* start MATERIAL PROVIDED *

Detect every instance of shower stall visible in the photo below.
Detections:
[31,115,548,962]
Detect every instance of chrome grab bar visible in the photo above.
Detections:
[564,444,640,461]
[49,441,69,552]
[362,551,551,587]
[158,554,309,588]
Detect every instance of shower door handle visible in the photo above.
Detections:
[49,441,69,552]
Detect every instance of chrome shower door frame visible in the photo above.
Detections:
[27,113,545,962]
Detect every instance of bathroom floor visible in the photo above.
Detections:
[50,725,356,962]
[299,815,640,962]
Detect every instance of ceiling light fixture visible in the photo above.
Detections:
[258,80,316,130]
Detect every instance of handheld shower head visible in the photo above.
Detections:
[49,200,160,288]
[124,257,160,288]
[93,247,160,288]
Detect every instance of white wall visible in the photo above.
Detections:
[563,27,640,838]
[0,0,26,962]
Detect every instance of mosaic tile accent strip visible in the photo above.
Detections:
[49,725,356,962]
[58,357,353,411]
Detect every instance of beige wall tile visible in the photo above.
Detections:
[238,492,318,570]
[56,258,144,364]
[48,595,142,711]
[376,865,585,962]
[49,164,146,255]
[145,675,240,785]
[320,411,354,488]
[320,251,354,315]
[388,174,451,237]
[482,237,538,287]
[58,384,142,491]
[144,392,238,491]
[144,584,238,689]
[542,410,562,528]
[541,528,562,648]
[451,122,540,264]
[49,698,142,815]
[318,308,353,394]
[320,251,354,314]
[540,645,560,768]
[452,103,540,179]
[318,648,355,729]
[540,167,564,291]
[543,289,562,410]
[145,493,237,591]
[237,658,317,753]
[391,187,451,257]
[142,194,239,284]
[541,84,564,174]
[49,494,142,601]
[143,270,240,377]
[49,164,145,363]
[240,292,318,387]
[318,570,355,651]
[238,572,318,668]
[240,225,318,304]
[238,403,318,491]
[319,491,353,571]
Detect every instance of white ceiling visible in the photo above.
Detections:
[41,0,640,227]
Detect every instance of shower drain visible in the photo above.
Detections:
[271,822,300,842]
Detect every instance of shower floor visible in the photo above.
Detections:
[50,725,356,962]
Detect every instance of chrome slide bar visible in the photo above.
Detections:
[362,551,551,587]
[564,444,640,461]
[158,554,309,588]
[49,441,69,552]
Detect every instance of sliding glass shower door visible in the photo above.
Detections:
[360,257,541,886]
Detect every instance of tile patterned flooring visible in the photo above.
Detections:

* end MATERIAL PROVIDED *

● PROMPT
Render all the rows above as a numbered list, omitting any blank lines.

● SOLUTION TO THE PROBLEM
1. Detect every instance of shower stall visible in the photo below.
2. Detections:
3. [31,115,548,962]
4. Detect every instance of chrome grab bar visible in the photo above.
5. Detections:
6. [564,444,640,461]
7. [49,441,69,552]
8. [362,551,551,587]
9. [158,554,309,588]
10. Detect every instance of shower door handle visible in the photo above.
11. Detections:
12. [49,441,69,552]
13. Detect every instance of chrome shower door frame visible in the photo above.
14. Detections:
15. [27,113,545,962]
16. Detect every instance of bathroom floor visible in the photo above.
17. Detections:
18. [50,725,356,962]
19. [299,815,640,962]
20. Detect every instance of ceiling light fixture visible in the photo above.
21. Detections:
22. [258,80,316,130]
23. Detect every instance of handheld shower head visible in the photo above.
24. Detections:
25. [49,200,160,288]
26. [124,257,160,288]
27. [93,247,160,288]
28. Detect every instance of white wall visible in the photo above.
29. Detections:
30. [563,27,640,838]
31. [0,0,26,962]
32. Detect every instance of mosaic tile accent strip visible in the photo above.
33. Detections:
34. [49,725,356,962]
35. [58,357,353,411]
36. Detect every instance of beige wall tile visible in the photo above.
37. Detections:
38. [238,492,318,570]
39. [56,258,144,364]
40. [48,595,142,711]
41. [376,865,585,962]
42. [49,164,146,255]
43. [145,675,240,785]
44. [320,411,354,488]
45. [320,251,354,315]
46. [388,174,451,237]
47. [482,237,538,287]
48. [58,384,142,491]
49. [144,392,238,491]
50. [144,584,238,689]
51. [542,410,562,528]
52. [541,528,562,648]
53. [451,122,540,264]
54. [49,698,142,815]
55. [318,308,353,394]
56. [320,251,354,314]
57. [540,645,560,768]
58. [452,103,540,179]
59. [318,648,355,729]
60. [540,167,564,291]
61. [543,289,562,410]
62. [145,493,237,591]
63. [237,658,317,753]
64. [391,187,451,257]
65. [142,194,239,284]
66. [541,84,564,174]
67. [49,494,142,601]
68. [143,270,240,377]
69. [49,164,145,363]
70. [240,292,318,387]
71. [318,570,355,651]
72. [238,572,318,668]
73. [240,225,318,304]
74. [238,403,318,491]
75. [319,491,353,571]
76. Detect every instance of white ceiling visible in the photo above.
77. Detections:
78. [41,0,640,227]
79. Detect every instance of shower drain visible in the photo above.
80. Detections:
81. [271,822,300,842]
82. Detect every instance of shower floor visible in the photo above.
83. Detections:
84. [50,725,356,962]
85. Detect every instance of chrome slide bar visible in the photo above.
86. Detections:
87. [362,551,551,587]
88. [564,444,640,461]
89. [158,554,309,588]
90. [49,441,69,552]
91. Detect every instance of sliding glass shower door visible in the photo above.
92. Detections:
93. [360,257,541,886]
94. Detect every instance of tile patterned flooring visible in the photo above.
95. Detections:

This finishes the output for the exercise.